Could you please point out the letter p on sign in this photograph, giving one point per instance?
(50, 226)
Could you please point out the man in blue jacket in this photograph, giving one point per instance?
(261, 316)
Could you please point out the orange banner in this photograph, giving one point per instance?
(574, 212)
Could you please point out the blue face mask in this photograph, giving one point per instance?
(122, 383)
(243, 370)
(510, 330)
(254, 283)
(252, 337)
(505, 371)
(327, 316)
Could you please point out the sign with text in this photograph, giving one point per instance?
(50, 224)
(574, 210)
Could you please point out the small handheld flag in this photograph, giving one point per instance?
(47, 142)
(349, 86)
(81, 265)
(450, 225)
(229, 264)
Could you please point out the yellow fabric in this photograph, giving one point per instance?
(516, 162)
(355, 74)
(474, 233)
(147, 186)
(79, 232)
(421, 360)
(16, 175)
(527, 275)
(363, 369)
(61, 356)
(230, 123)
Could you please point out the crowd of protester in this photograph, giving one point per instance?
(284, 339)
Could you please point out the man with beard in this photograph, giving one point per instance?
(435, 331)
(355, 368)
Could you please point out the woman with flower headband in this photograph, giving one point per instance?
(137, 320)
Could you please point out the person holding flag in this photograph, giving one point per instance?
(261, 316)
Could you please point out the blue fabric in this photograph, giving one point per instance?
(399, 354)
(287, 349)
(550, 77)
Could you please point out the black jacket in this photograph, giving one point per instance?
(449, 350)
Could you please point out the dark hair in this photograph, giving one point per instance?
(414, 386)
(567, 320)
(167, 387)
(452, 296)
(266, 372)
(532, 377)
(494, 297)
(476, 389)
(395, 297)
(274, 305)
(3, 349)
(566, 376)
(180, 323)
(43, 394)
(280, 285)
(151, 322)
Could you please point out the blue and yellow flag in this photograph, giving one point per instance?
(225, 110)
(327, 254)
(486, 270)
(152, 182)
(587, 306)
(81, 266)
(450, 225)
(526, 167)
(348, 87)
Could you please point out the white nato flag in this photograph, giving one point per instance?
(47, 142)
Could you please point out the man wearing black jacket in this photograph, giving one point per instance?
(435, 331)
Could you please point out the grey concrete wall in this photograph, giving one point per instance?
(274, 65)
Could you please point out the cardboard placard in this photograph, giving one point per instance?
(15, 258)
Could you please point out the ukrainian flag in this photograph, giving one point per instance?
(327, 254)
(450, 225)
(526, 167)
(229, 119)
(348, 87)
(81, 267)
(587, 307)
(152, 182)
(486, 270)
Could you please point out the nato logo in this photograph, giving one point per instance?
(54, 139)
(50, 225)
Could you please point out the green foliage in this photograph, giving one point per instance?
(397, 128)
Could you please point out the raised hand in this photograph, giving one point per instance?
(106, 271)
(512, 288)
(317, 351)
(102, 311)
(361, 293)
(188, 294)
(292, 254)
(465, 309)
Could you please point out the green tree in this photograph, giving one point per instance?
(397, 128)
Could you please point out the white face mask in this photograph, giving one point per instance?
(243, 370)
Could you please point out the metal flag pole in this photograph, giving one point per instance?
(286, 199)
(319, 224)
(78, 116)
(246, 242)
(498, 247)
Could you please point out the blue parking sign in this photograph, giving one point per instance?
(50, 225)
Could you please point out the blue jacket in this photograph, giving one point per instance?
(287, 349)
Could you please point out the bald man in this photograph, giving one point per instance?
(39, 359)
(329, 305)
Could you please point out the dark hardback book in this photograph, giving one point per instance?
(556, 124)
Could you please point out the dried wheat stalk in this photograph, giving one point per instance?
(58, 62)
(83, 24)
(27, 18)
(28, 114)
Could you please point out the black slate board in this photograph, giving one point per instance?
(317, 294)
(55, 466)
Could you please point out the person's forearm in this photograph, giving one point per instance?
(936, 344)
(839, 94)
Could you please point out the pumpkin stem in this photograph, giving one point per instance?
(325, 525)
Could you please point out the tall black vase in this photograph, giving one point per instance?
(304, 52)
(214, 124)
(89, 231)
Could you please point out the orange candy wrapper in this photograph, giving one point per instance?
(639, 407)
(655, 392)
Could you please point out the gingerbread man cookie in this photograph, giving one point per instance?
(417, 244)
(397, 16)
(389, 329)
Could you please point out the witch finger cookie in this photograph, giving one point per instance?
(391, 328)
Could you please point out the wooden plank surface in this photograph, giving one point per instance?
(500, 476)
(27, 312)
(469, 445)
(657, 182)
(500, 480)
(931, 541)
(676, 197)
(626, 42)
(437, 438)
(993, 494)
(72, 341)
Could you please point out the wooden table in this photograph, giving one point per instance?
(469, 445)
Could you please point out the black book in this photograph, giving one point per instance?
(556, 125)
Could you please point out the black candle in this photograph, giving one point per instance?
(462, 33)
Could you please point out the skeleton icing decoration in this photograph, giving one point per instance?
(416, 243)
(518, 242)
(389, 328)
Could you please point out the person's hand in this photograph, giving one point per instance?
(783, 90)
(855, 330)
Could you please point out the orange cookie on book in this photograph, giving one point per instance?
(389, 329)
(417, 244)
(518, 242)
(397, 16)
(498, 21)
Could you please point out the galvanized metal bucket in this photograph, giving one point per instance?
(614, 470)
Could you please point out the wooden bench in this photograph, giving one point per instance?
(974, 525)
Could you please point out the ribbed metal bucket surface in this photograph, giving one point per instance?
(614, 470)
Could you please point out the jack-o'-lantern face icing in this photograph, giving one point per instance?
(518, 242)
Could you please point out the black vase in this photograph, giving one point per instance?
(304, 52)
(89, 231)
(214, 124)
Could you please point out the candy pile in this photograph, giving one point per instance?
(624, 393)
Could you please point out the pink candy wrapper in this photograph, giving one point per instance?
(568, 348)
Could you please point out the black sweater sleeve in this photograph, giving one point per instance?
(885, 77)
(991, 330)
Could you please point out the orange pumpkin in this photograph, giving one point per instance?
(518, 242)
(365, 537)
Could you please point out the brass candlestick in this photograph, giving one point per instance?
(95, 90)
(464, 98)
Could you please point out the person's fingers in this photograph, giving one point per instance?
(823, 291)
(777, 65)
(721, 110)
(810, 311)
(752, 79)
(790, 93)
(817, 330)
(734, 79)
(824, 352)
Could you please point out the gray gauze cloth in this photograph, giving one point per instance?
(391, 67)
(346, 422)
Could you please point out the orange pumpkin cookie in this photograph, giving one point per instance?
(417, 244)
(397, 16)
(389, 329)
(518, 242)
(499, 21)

□ □ □ □

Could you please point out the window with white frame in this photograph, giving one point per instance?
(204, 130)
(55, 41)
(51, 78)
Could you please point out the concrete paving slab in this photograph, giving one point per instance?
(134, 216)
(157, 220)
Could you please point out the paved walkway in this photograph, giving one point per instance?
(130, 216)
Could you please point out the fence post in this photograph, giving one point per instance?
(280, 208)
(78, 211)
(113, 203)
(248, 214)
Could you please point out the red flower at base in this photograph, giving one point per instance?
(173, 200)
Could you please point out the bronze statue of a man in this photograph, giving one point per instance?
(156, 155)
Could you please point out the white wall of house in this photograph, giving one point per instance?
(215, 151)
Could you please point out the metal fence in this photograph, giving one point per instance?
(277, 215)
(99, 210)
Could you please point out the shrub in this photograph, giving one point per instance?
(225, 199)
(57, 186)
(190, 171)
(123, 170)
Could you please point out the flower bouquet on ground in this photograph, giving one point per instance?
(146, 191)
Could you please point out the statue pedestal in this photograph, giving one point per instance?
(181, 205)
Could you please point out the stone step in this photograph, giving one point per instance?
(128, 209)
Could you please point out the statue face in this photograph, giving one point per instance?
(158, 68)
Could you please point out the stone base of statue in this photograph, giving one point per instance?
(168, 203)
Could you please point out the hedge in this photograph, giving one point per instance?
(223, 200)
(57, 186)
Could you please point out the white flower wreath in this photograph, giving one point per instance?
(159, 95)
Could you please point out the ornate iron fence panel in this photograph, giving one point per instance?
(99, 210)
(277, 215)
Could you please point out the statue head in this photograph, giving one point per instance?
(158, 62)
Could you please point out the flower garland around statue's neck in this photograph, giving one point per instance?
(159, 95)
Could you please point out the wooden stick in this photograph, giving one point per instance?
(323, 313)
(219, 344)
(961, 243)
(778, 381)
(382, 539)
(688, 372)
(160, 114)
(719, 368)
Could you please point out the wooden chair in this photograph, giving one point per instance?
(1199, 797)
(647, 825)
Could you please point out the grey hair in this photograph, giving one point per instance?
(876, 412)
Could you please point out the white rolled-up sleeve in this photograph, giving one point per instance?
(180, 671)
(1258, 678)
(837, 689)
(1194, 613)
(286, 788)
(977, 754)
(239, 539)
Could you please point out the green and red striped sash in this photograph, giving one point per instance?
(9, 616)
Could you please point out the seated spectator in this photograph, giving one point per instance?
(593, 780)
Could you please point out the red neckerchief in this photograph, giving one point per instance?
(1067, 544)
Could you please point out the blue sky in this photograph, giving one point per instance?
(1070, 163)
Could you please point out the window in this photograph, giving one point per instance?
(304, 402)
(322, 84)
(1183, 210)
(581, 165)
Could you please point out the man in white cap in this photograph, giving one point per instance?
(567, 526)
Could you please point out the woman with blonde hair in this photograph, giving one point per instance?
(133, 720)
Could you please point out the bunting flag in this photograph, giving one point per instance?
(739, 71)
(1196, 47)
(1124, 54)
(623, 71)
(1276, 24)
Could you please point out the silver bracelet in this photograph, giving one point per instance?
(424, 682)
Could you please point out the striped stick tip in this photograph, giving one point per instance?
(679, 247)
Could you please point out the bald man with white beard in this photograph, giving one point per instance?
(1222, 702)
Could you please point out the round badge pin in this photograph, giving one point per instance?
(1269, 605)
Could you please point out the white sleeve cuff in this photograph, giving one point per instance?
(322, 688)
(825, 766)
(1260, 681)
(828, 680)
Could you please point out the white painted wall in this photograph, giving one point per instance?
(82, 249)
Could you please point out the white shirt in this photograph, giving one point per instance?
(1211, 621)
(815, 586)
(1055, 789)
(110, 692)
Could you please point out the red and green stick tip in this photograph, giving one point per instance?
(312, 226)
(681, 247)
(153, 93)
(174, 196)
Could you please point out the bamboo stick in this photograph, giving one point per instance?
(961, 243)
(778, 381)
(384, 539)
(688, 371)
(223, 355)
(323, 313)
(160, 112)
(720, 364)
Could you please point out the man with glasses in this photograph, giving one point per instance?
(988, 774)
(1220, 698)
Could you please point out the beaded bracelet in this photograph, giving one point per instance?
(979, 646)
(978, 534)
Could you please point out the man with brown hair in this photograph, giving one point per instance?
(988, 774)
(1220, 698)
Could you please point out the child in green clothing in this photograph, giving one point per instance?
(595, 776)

□ □ □ □

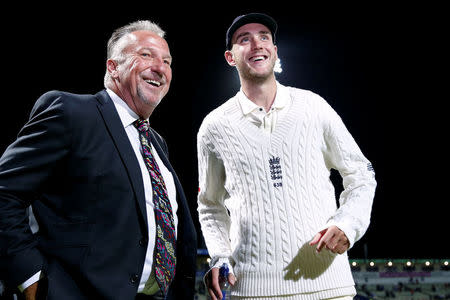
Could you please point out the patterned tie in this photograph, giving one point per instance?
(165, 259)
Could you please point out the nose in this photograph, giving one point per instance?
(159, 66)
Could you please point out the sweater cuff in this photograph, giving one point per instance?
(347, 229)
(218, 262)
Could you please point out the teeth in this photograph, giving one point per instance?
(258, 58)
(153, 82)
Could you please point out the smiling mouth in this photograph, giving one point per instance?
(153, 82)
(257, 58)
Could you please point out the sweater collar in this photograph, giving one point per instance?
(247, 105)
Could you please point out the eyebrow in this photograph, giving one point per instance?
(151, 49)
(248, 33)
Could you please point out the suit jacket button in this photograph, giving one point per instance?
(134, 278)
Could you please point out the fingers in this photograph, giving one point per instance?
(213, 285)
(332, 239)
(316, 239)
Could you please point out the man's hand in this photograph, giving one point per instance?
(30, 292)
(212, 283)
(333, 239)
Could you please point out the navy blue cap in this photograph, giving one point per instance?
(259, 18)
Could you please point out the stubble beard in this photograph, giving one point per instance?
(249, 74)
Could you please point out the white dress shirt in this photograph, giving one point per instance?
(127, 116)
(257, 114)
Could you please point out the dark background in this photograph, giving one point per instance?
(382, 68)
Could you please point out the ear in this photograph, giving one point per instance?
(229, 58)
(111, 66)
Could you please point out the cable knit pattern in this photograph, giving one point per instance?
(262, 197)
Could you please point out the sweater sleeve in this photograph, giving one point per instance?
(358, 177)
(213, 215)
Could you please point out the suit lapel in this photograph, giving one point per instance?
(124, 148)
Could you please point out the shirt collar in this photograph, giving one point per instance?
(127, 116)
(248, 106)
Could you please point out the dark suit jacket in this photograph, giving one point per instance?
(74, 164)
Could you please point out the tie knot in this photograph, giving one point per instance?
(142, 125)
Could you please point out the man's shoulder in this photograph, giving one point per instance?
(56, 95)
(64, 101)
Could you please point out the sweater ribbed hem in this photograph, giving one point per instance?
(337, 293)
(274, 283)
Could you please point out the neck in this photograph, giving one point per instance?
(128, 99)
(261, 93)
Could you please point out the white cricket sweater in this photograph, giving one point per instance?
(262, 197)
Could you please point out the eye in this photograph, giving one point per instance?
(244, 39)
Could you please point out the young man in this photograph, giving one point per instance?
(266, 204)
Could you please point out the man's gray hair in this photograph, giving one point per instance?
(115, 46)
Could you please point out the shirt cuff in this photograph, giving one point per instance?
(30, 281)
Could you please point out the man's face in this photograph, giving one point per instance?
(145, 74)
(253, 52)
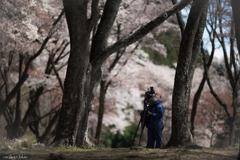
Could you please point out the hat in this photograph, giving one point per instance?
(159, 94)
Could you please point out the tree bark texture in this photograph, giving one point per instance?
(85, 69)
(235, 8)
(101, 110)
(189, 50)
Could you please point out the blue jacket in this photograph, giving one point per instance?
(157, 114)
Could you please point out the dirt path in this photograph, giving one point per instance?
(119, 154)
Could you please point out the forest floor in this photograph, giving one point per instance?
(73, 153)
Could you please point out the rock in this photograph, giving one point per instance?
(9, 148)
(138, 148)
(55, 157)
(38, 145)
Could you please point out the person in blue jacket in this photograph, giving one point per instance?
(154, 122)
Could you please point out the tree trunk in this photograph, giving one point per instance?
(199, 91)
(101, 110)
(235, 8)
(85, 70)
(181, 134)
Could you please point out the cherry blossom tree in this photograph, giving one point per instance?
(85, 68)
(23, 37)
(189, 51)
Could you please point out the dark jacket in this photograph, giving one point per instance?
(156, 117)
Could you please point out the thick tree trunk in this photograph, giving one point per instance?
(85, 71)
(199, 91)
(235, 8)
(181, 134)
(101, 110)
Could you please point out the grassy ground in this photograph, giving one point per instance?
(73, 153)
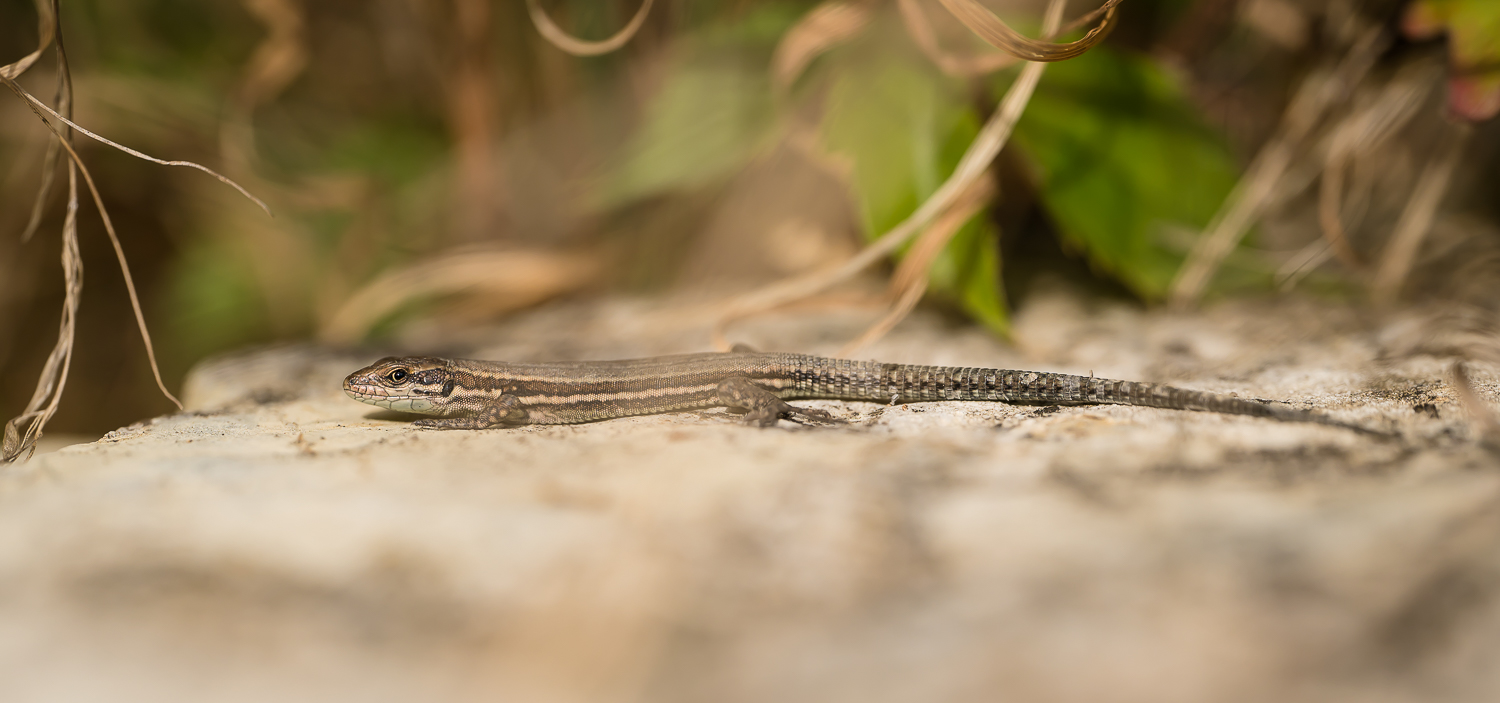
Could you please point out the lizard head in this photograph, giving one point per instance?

□ □ □ □

Written exercise: Return every line from the material above that contains the word "concrete". Case counts.

Solution for this task:
Could you please point out the grey concrete wall in this photograph, giving one point per instance?
Could you please point out the concrete paving slab in this photograph, giving one point per instance?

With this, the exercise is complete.